- [WORK ITEM]:
Taking the line with "the green foliage" as the first and the line with "indicate the small" as the last, set down exactly every line in that range from the entries below, and no more.

- [EXERCISE MATERIALS]:
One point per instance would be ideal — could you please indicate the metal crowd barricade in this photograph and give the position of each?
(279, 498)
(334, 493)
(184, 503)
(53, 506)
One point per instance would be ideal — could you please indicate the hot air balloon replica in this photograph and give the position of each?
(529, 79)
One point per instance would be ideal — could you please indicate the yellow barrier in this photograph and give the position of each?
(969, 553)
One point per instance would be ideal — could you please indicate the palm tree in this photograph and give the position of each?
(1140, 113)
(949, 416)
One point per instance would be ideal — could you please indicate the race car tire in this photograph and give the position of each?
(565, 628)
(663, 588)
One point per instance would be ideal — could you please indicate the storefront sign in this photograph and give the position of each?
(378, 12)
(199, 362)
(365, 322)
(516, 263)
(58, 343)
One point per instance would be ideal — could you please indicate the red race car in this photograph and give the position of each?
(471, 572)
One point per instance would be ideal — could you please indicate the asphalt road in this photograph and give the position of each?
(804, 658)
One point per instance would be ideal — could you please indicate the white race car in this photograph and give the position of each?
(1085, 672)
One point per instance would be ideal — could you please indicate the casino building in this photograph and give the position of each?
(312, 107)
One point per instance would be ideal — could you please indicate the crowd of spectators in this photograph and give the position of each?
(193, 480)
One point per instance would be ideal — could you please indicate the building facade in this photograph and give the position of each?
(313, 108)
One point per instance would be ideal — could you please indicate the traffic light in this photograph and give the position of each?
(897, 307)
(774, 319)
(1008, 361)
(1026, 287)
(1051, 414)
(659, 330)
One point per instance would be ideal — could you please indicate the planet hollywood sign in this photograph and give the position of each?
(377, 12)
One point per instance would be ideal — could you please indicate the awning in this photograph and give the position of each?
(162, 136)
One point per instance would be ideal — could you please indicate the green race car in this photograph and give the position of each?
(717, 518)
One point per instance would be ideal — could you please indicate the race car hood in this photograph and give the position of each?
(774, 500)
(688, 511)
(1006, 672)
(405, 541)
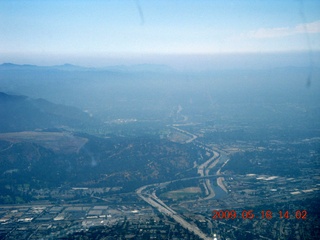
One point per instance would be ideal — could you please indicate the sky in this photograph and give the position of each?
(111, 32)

---

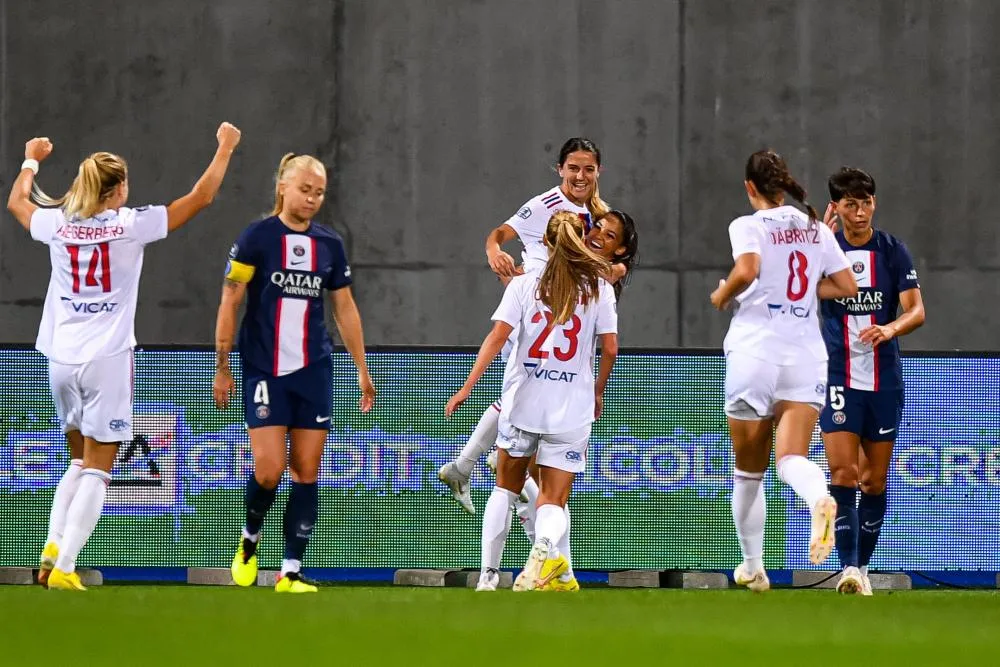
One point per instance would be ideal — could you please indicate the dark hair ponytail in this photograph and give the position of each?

--

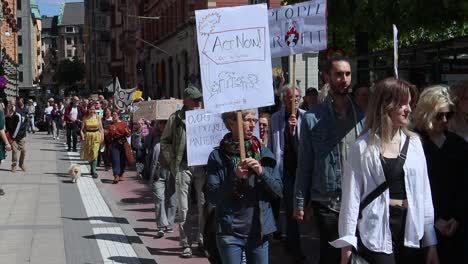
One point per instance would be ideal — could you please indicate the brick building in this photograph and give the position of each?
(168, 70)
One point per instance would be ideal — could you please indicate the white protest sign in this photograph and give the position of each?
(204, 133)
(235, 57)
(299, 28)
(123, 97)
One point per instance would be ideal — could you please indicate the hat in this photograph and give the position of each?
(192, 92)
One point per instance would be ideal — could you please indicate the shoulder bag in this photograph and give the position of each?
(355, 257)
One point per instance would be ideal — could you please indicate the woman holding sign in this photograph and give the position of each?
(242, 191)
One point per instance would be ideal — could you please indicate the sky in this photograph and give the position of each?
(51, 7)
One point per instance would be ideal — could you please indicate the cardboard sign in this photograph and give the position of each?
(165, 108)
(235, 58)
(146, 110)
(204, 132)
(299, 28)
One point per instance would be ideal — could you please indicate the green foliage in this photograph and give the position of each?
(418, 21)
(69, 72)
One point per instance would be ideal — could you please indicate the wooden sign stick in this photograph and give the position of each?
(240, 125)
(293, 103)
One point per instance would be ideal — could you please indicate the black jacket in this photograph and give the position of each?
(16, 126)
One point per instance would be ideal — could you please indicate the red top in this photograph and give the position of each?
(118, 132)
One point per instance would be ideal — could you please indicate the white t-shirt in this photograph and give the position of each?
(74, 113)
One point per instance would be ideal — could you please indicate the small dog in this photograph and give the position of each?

- [WRITTEN SOLUTION]:
One point per instance would be ideal — could you please indicate the green foliage in this photograph and give the position of each?
(418, 21)
(69, 72)
One point per instance would be ideal — could you please indicate the wooden sign stick in this photograph and give the position of each?
(240, 125)
(293, 103)
One point per instance would be ideal — could you please indicate the black jacket in this photograph and give the position of each?
(16, 126)
One point per instance would be ideal — could you please indicate the red top in this photograph and give the position of each?
(118, 132)
One point per instance would be ideal — could you please indicate the white t-shirt in this photograph and give the position of each?
(74, 113)
One point per instance would be ideal — could you please indicate the small dog in this photograph and give the position of each?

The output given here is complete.